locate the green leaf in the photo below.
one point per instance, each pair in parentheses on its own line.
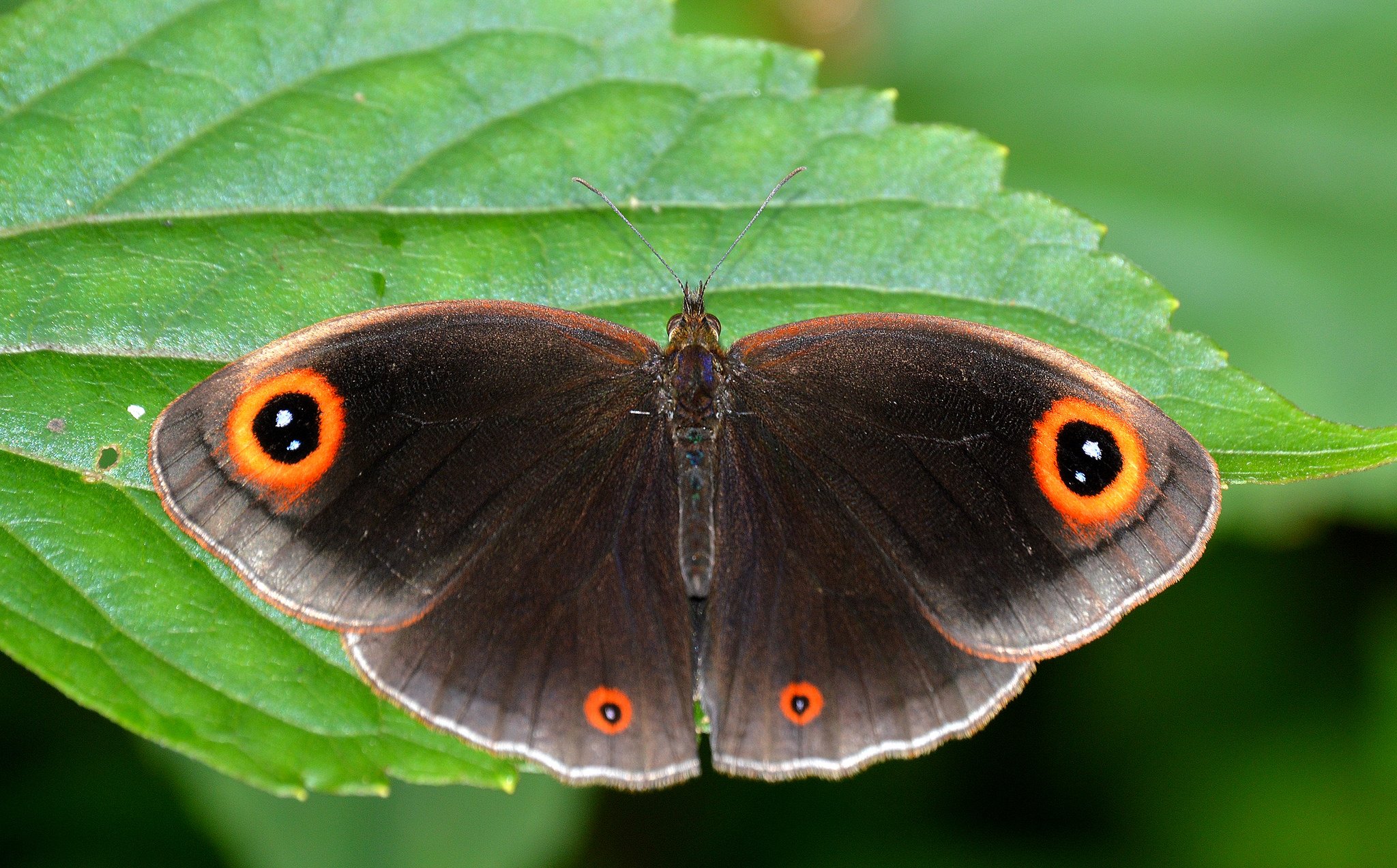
(186,181)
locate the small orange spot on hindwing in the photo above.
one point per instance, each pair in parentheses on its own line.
(801,702)
(608,709)
(284,433)
(1089,462)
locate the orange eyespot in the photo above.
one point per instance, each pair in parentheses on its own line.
(1089,462)
(801,702)
(608,709)
(284,433)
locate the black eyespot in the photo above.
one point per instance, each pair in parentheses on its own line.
(1089,458)
(288,428)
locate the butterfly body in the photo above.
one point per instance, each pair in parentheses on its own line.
(694,384)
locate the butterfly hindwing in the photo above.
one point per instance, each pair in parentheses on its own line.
(481,496)
(817,656)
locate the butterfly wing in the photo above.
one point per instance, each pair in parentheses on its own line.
(897,537)
(481,496)
(817,656)
(1027,498)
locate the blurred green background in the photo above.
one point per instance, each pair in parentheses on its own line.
(1245,154)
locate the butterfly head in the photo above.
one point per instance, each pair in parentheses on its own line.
(693,327)
(693,324)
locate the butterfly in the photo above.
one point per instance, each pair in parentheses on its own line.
(838,541)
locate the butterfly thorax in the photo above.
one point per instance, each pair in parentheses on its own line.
(694,372)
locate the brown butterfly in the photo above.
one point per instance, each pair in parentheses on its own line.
(846,539)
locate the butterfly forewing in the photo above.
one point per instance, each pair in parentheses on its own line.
(481,494)
(956,450)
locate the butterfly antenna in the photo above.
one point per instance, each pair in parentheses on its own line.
(682,285)
(703,284)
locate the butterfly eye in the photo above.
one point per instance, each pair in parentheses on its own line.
(284,433)
(608,709)
(1089,461)
(801,702)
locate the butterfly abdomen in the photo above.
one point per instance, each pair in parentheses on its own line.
(694,372)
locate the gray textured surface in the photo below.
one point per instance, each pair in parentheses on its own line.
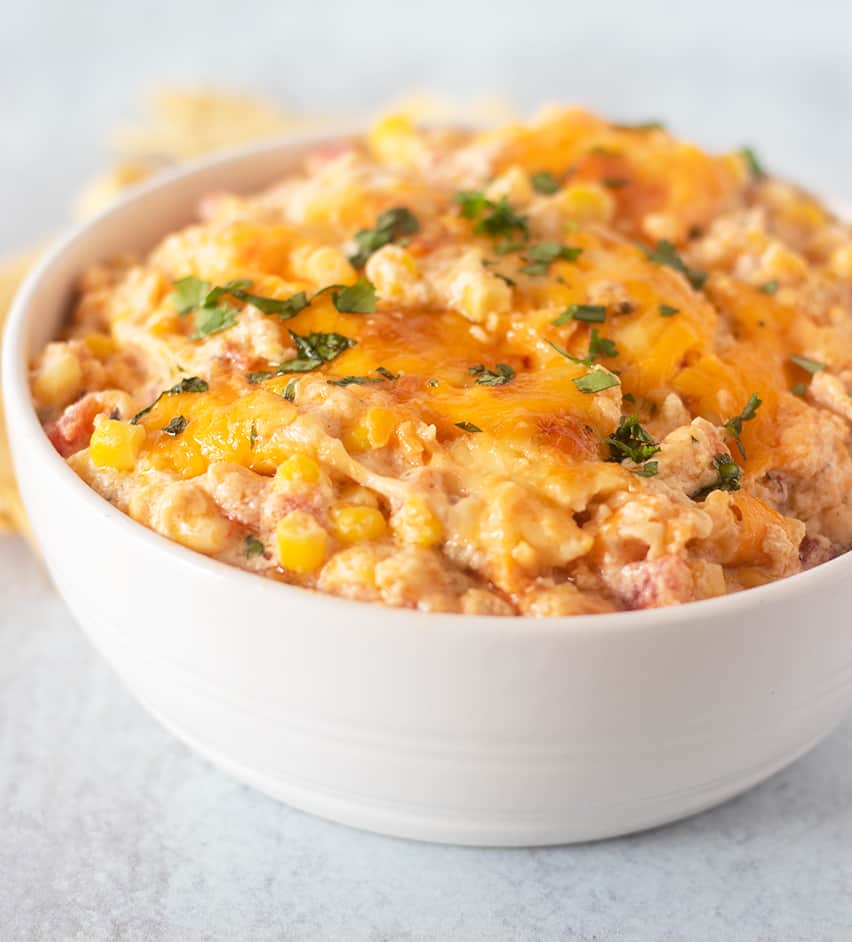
(109,829)
(731,72)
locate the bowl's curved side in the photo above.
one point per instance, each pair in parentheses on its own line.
(442,733)
(486,731)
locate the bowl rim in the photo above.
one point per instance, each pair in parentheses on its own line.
(18,403)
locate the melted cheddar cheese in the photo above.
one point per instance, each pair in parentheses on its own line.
(567,367)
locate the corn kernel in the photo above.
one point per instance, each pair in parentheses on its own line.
(841,261)
(415,522)
(353,524)
(101,345)
(299,467)
(59,378)
(355,494)
(394,141)
(301,542)
(328,266)
(513,184)
(115,444)
(586,202)
(396,276)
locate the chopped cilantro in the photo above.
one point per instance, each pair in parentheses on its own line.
(391,225)
(601,346)
(176,426)
(752,161)
(666,254)
(540,256)
(544,182)
(589,313)
(188,293)
(735,425)
(359,298)
(596,381)
(642,126)
(187,384)
(472,203)
(730,477)
(502,374)
(580,361)
(806,363)
(210,319)
(383,377)
(730,474)
(631,441)
(284,308)
(493,218)
(313,350)
(211,316)
(648,470)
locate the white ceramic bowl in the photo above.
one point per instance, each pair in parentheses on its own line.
(466,729)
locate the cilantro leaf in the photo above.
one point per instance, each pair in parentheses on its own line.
(176,426)
(540,256)
(735,424)
(601,346)
(230,287)
(502,374)
(544,182)
(285,308)
(588,313)
(472,203)
(212,319)
(385,376)
(752,161)
(188,293)
(730,476)
(187,384)
(648,470)
(666,254)
(391,225)
(580,361)
(631,441)
(359,298)
(493,218)
(596,381)
(313,350)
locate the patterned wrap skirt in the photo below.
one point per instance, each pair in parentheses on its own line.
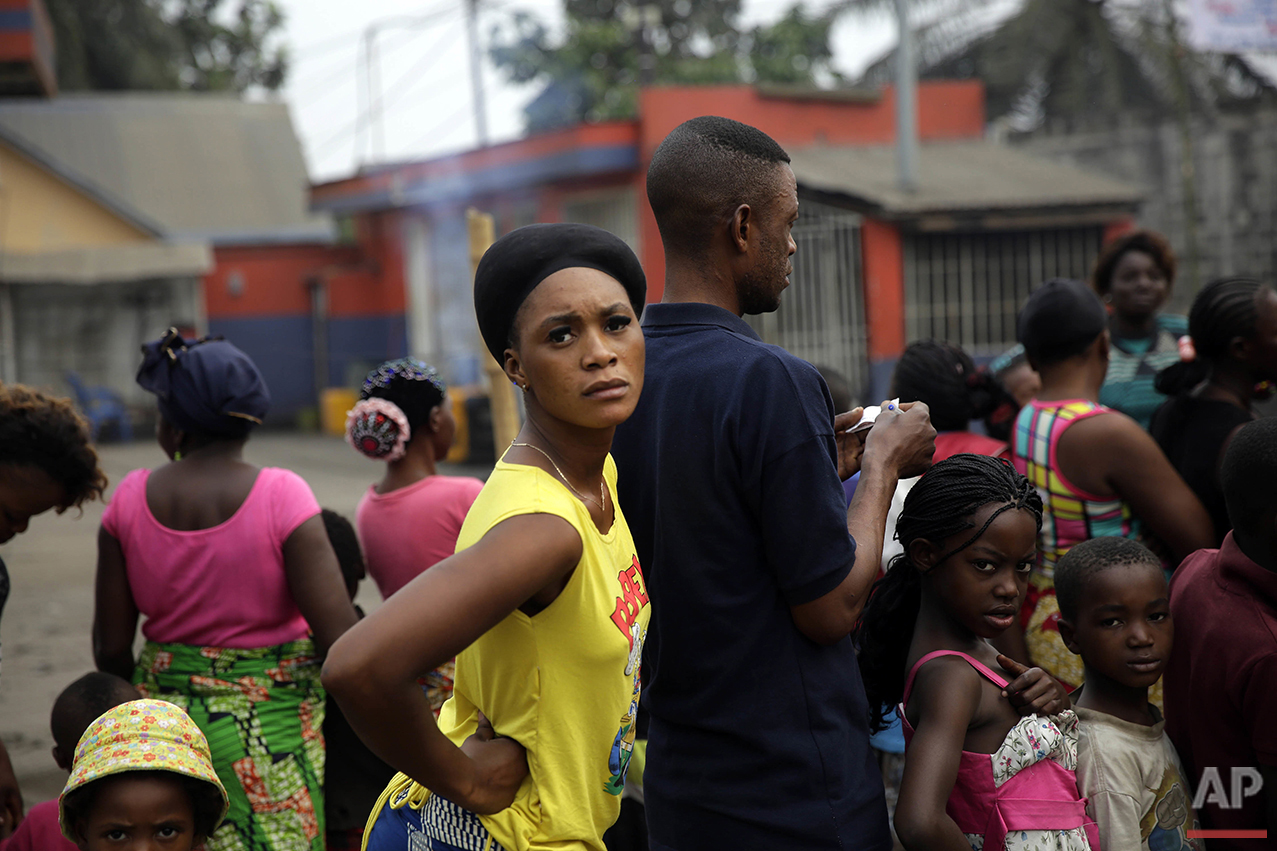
(262,711)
::::::::::
Leave the pictures out and reproduce each record exactly as written.

Response below -
locate the green leaf in the photo below.
one point per instance, each pair in parentheses on its own line.
(186,181)
locate the small orange spot on hindwing in the photo above.
one point per instance, each pair in parentheses on its own line.
(801,702)
(608,709)
(284,433)
(1089,462)
locate the orange eyespot in the photo above.
one point per instance, each pair in parentheses on its own line.
(1089,462)
(801,702)
(608,709)
(284,433)
locate the black eyespot in the photo above.
one point per instance, each pair in parentheses on its own line.
(1089,458)
(288,428)
locate the butterfly body in the photo above.
one point per instance, each pair in parentheses on its own line.
(694,384)
locate the butterfly hindwing in the photo above.
one point per instance, each pair in parentheses on its own line.
(481,496)
(817,656)
locate the butterfly wing in the photo above.
one point per instance, each pair in parentheses on its own line.
(897,537)
(481,496)
(817,656)
(1027,498)
locate the blurred green background in the photo above.
one point per instance, each pair in parentheses on its own line.
(1245,154)
locate the butterfly head in the photo above.
one point per instance, each pair in parentheses on its own line.
(693,327)
(693,324)
locate the butterfly in the photo above.
one point per instance, each pair in parentheses on its own line.
(838,541)
locate the butterfly thorax in the photo above.
one point per instance, each pair in parentheses on its own line.
(694,372)
locate the brown butterfly in the photo above.
one point per instance, each pair in parentheses on its own line.
(846,539)
locate the butterfly forewing in the photo above.
one point per instance, each pair in parentheses on its own line.
(481,494)
(956,450)
locate the butterfly antenna in the photo above.
one point per instance, each pair in parentheses on its own line.
(682,285)
(703,284)
locate the butterfly eye in the photo above.
one point per instance, each pair in parentheses on its own line.
(284,433)
(608,709)
(1089,461)
(801,702)
locate the butterfly abdomen in the photo above.
one point per instance, each pair in parentheses on its own line.
(694,372)
locate the gray textured surface in the photo below.
one point per instance, each pair in parentheses on its own line.
(109,829)
(731,72)
locate the bowl's curved side in the photo above.
one point per instance, each pair in parentheses on its own line.
(442,733)
(486,731)
locate the bowl rim in the photo above.
one point per instance, each pair in parentheses on its own line.
(18,403)
locate the melted cheddar cheese in the photo above.
one point per instance, each pair in parentheses on its own line.
(567,367)
locate the corn kernel in the photo above.
one point per instance, each pair in parentheses on its own line.
(841,261)
(415,522)
(353,524)
(101,345)
(299,467)
(59,378)
(355,494)
(394,141)
(301,542)
(328,266)
(513,184)
(115,444)
(586,202)
(396,276)
locate the chopped cilantro in the photo above.
one point per instance, each pair in parentheses on its own line.
(391,225)
(601,346)
(176,426)
(752,161)
(666,254)
(540,256)
(544,182)
(589,313)
(188,293)
(735,425)
(359,298)
(596,381)
(642,126)
(187,384)
(472,203)
(730,477)
(502,374)
(580,361)
(806,363)
(210,319)
(383,377)
(730,474)
(631,441)
(284,308)
(493,218)
(313,350)
(211,316)
(648,470)
locate the white ceramic bowl in the photo above.
one point per instance, each pair in parentheses on its own line.
(466,729)
locate the cilantro leaf in the photo above.
one point per instance, each pair in parentheses on its own line.
(176,426)
(540,256)
(735,424)
(601,346)
(230,287)
(502,374)
(544,182)
(285,308)
(588,313)
(472,203)
(212,319)
(385,376)
(752,161)
(188,293)
(730,476)
(187,384)
(648,470)
(666,254)
(391,225)
(580,361)
(631,441)
(359,298)
(493,218)
(596,381)
(313,350)
locate the patterned wrap skirt in the photo below.
one point per instance, each pair in parentheses on its own line.
(262,711)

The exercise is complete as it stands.